Extract, verbatim, all lines starting at the one containing "For every instance of the woman's wet" and ending with the final line of the listing, and no others.

Raw records

____________

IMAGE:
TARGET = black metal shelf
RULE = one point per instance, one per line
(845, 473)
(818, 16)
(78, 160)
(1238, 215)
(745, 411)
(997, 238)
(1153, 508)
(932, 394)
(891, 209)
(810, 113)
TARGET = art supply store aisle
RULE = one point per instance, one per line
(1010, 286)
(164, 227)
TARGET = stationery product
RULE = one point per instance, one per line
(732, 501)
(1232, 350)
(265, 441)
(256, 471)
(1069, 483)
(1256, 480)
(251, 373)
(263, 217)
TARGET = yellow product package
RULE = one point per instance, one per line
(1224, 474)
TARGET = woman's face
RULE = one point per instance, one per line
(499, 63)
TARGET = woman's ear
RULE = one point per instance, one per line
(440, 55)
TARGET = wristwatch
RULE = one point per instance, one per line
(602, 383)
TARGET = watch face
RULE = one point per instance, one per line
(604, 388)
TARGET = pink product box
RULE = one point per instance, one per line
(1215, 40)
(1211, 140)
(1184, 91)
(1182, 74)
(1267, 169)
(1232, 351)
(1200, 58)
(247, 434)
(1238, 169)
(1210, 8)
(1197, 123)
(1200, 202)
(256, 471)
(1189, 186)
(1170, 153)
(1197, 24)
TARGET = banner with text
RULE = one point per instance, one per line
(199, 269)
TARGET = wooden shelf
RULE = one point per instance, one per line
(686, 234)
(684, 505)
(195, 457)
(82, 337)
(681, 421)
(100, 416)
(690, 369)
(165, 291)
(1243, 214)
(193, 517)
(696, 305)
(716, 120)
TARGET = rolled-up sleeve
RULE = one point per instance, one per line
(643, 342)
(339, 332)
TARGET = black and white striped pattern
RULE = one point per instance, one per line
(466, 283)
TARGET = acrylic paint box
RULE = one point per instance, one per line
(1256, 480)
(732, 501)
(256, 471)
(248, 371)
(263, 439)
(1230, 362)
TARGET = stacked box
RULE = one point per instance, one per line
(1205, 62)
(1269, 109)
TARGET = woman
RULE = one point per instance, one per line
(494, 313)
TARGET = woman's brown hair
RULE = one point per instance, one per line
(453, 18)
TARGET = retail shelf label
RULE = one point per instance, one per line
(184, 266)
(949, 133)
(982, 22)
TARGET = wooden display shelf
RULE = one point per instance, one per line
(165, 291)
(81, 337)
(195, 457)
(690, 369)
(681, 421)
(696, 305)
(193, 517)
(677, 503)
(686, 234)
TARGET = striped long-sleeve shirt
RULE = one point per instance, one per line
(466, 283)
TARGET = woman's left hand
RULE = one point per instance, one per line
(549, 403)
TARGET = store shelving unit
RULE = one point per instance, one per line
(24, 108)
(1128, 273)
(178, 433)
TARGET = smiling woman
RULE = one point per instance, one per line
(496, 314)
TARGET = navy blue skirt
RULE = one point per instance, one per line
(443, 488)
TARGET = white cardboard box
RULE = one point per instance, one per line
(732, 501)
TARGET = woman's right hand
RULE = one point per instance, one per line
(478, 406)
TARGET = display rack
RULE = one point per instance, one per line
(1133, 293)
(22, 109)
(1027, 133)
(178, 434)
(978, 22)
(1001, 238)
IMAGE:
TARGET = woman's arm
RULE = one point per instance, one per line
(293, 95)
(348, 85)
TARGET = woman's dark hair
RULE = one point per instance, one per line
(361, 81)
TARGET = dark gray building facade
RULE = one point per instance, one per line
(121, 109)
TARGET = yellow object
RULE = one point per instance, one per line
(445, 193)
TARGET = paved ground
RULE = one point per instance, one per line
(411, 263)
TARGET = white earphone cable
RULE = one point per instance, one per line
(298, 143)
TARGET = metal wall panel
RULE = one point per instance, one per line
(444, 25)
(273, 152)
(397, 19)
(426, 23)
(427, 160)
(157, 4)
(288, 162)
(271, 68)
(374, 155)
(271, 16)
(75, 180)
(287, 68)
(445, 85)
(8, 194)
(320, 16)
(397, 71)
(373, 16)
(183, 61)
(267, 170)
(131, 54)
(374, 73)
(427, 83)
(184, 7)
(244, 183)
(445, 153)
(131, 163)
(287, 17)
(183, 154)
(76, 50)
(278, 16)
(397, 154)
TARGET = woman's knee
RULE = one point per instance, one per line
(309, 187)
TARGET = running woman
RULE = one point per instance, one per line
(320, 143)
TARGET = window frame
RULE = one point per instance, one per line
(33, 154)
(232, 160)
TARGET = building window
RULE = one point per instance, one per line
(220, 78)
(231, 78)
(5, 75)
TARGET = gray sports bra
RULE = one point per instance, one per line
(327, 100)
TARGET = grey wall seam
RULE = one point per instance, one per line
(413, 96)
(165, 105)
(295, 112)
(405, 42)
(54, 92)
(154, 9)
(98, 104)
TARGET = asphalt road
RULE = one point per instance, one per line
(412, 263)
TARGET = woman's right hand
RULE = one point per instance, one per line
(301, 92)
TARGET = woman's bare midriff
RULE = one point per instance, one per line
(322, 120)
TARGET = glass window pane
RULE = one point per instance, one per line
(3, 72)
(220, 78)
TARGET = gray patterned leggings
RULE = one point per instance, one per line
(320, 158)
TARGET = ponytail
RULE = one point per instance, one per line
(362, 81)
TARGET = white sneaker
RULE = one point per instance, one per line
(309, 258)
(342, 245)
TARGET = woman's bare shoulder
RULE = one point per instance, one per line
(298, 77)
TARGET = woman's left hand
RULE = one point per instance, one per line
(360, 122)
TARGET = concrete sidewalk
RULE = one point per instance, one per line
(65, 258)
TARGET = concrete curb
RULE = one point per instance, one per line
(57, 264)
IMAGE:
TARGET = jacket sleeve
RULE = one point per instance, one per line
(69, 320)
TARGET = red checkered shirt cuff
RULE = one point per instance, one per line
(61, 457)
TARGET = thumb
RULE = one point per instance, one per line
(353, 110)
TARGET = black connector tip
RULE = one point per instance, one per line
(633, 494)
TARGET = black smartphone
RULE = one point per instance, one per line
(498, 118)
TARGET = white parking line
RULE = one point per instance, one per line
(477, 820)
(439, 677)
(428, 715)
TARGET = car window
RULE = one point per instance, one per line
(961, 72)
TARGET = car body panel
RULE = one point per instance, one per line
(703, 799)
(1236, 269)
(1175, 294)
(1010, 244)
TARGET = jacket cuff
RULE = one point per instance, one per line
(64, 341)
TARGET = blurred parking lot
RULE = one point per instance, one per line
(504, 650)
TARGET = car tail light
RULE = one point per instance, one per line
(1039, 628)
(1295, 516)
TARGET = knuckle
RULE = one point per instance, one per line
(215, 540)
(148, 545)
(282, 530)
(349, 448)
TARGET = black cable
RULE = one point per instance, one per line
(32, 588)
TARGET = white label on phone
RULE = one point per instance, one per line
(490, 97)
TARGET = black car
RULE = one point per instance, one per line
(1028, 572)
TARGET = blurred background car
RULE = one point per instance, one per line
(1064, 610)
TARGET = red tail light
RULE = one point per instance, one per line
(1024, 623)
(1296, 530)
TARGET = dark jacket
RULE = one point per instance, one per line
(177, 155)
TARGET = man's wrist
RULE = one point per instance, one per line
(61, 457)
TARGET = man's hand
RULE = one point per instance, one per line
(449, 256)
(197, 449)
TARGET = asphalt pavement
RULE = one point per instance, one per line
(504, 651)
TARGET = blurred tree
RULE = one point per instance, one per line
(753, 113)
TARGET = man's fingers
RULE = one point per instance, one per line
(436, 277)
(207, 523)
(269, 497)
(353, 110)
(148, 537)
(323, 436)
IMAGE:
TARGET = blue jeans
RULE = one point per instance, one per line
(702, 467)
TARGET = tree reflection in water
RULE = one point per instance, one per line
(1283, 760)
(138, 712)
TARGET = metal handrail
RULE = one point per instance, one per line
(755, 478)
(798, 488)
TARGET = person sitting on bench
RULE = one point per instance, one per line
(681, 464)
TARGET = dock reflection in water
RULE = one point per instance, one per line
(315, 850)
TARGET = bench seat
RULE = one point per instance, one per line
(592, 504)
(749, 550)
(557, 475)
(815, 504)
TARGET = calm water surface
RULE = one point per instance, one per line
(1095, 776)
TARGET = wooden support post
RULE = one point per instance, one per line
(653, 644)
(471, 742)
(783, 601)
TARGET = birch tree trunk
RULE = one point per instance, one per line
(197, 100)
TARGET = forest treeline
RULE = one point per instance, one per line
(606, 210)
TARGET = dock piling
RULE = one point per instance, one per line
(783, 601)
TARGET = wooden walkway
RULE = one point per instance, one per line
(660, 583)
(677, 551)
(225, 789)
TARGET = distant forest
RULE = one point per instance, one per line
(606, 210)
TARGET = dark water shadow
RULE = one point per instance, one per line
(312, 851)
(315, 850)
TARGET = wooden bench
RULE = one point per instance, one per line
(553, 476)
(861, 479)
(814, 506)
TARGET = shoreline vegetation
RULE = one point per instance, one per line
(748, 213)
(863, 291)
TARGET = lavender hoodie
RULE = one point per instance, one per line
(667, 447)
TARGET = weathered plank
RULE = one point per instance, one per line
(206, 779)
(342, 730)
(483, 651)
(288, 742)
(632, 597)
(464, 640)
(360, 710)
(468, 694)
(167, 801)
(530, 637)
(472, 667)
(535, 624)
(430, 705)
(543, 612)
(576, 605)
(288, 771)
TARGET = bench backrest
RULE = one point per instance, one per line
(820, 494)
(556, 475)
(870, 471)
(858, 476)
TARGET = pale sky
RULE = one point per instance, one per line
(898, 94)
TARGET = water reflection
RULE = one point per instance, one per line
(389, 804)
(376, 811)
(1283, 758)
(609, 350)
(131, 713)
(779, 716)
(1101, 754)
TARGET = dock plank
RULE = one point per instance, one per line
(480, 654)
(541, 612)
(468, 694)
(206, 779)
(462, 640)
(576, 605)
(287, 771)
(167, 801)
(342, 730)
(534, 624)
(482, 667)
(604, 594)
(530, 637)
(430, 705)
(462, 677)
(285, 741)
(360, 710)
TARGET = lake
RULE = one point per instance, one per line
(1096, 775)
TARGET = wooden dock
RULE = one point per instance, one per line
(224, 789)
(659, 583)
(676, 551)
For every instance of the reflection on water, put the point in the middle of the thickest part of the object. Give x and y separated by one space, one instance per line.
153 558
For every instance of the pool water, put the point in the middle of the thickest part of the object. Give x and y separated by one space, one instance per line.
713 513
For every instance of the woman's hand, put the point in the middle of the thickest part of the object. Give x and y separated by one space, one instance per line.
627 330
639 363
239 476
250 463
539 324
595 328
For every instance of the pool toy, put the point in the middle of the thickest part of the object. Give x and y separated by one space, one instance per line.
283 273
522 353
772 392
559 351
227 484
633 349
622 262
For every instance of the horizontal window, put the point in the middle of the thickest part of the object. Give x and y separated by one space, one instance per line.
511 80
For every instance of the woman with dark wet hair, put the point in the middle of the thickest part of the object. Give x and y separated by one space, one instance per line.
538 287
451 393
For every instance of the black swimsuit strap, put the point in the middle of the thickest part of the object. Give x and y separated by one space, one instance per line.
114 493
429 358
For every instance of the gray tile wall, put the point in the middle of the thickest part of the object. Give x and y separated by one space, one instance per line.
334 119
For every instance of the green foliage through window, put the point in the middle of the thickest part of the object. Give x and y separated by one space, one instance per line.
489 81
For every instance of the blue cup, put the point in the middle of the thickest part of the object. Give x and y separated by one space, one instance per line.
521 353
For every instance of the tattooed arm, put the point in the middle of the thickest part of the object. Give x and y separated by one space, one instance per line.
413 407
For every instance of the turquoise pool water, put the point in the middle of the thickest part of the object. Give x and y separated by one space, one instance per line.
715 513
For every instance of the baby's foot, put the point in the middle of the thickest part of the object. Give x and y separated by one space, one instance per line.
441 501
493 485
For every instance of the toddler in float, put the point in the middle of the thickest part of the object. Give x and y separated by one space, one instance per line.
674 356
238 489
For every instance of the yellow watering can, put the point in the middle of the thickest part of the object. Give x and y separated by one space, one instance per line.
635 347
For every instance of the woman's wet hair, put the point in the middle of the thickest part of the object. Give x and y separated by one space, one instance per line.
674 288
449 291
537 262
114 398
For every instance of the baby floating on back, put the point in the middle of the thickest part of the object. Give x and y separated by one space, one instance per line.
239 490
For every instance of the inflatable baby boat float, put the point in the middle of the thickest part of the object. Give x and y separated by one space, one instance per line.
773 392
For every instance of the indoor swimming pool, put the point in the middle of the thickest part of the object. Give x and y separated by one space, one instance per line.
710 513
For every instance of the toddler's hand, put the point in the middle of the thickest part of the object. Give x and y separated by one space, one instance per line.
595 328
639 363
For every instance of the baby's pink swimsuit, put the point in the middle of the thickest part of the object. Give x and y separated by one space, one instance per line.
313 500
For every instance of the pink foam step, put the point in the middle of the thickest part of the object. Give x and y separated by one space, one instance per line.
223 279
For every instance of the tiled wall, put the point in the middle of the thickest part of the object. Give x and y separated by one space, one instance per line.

____________

[OUTPUT OF THE EXERCISE]:
For every instance of the woman's wet hair, put the point in the middle of the thickest part of the object. Give x and y separated by one space, one instance per line.
674 288
449 291
537 262
114 398
For every instance of the baby floating on back, put the point in the middle of the thickest part of the object. Give x and y separated by one space, one instance per line.
239 490
For every instance of the inflatable baby boat float, put the point in the middle of the thickest part of the object. Give x and y separated by one space, one instance per line.
773 392
For every instance of the indoor swimming pool, put the point in the middle of the thickest part of the object. Give x and y separated by one space, one instance per line.
710 513
For every instance of the toddler's hand, put the point in the middle of the thickest part of the object. Give x and y separated by one space, one instance per line.
595 328
639 363
For every instance of the baby's pink swimsuit, put the point in the middle of the thickest part of the object. Give x and y separated by one space, one instance per line.
313 500
For every instance of the pink foam step, put the point in the middle of the thickest part of the object. Give x and y separated by one space, one instance per line.
223 279
For every instance of the tiled wall, put the point in the middle of the thickest part of the object. Give x and y separated by one space, one instance per line.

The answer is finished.